»»
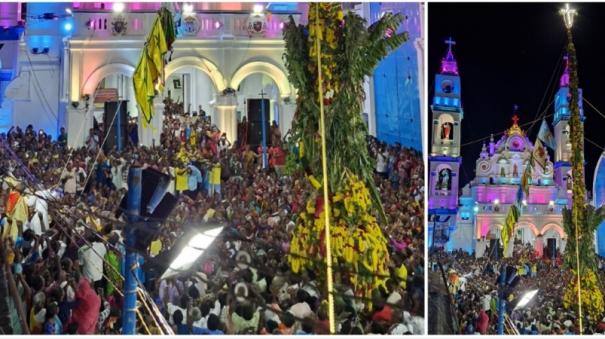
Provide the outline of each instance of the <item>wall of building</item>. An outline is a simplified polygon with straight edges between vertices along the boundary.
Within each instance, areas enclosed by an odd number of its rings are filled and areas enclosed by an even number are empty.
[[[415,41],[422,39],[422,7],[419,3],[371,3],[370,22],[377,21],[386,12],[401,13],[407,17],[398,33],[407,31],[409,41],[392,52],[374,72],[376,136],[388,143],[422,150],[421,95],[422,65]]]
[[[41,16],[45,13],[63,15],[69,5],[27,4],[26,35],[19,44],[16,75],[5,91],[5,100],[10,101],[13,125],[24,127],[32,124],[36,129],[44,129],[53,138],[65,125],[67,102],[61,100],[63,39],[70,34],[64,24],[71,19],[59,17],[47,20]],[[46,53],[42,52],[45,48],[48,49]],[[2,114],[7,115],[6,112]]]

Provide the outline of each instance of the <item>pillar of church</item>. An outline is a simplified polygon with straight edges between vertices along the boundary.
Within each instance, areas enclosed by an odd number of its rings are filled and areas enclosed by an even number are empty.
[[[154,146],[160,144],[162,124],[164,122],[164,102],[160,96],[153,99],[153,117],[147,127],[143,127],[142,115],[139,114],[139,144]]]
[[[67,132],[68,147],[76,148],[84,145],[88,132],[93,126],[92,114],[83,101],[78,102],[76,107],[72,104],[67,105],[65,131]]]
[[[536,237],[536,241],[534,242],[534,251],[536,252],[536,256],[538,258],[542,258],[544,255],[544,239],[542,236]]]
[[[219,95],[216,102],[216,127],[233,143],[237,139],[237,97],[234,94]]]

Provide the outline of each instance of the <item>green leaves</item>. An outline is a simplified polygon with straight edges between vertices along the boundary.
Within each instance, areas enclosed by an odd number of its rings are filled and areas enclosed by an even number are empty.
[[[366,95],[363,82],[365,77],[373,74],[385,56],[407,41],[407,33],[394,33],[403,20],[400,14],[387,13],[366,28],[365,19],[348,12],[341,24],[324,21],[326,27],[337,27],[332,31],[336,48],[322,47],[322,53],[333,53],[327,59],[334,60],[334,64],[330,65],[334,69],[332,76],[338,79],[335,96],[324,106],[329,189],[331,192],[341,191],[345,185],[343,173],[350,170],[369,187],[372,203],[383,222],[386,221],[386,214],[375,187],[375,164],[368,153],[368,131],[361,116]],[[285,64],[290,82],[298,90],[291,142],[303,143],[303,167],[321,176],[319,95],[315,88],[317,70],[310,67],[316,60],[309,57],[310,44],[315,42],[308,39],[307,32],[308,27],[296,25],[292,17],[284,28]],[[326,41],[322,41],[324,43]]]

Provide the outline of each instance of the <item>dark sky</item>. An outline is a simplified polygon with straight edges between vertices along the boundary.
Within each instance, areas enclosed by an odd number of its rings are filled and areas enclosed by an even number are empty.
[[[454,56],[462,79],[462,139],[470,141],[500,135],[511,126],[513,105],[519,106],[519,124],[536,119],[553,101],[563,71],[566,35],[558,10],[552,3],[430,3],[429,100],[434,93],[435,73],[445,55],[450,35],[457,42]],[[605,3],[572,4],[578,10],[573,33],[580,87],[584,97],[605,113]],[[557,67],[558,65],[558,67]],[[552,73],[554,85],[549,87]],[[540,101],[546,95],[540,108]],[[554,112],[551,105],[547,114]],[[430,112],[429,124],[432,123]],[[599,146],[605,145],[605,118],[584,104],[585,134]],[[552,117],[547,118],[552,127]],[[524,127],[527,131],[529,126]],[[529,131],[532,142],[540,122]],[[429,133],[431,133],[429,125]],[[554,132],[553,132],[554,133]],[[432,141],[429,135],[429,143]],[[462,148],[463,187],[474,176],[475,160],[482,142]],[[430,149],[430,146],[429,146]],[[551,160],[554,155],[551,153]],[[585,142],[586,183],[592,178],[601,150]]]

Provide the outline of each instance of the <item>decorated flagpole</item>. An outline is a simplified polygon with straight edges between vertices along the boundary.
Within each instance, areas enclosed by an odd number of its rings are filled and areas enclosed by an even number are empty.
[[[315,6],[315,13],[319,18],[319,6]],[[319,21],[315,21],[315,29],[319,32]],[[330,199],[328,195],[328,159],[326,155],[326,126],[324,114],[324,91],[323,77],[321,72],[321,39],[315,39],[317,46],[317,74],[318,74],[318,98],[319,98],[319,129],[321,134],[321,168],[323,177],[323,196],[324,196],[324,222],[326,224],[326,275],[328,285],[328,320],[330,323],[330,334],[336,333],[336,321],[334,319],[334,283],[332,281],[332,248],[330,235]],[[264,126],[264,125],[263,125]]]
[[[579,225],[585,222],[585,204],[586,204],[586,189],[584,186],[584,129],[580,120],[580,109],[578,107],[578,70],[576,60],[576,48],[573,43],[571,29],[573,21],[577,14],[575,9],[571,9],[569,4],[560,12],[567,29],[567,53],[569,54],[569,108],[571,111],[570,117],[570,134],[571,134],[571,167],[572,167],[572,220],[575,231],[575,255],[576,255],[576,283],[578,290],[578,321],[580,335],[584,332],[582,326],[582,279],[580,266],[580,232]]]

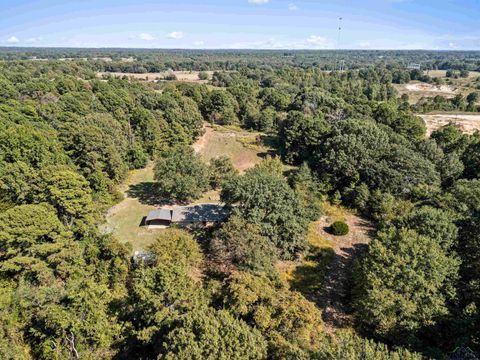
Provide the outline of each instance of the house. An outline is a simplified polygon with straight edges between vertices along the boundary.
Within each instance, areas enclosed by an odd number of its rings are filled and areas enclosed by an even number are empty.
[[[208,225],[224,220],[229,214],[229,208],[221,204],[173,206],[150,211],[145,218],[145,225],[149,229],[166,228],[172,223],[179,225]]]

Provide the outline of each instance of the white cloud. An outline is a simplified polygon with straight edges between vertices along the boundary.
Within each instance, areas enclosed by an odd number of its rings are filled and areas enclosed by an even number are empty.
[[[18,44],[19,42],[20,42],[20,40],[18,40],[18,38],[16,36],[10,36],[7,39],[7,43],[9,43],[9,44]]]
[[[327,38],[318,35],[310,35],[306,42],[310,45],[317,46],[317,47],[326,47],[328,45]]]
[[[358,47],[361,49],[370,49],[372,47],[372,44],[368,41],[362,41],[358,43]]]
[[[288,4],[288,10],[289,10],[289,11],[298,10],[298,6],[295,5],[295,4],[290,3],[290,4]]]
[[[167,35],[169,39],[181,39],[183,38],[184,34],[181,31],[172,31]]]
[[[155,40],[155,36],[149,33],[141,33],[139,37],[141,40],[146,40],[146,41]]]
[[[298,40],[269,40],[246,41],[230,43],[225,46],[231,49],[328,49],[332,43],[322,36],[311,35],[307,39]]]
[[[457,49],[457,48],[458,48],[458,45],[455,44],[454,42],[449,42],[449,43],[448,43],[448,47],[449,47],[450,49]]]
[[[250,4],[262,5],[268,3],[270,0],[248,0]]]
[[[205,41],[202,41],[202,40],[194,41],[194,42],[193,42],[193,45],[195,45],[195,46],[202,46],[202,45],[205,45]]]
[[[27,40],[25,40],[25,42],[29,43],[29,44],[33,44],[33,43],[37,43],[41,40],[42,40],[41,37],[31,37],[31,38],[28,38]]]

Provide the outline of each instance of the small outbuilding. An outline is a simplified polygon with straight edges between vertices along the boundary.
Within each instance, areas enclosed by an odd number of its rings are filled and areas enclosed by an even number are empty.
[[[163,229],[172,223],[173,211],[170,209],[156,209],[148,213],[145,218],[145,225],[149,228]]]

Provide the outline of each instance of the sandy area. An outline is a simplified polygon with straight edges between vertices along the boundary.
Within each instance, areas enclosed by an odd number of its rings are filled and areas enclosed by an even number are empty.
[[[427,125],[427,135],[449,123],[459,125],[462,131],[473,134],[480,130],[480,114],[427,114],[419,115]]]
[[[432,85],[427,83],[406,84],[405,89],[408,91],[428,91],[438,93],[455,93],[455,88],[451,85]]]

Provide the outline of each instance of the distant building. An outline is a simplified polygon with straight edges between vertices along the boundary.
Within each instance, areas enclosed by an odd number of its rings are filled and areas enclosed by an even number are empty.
««
● **WORK INSTRUCTIONS**
Among the lines of the records above, count those containing the word "between", then give the number by itself.

● **SOLUTION FOR THIS TASK**
10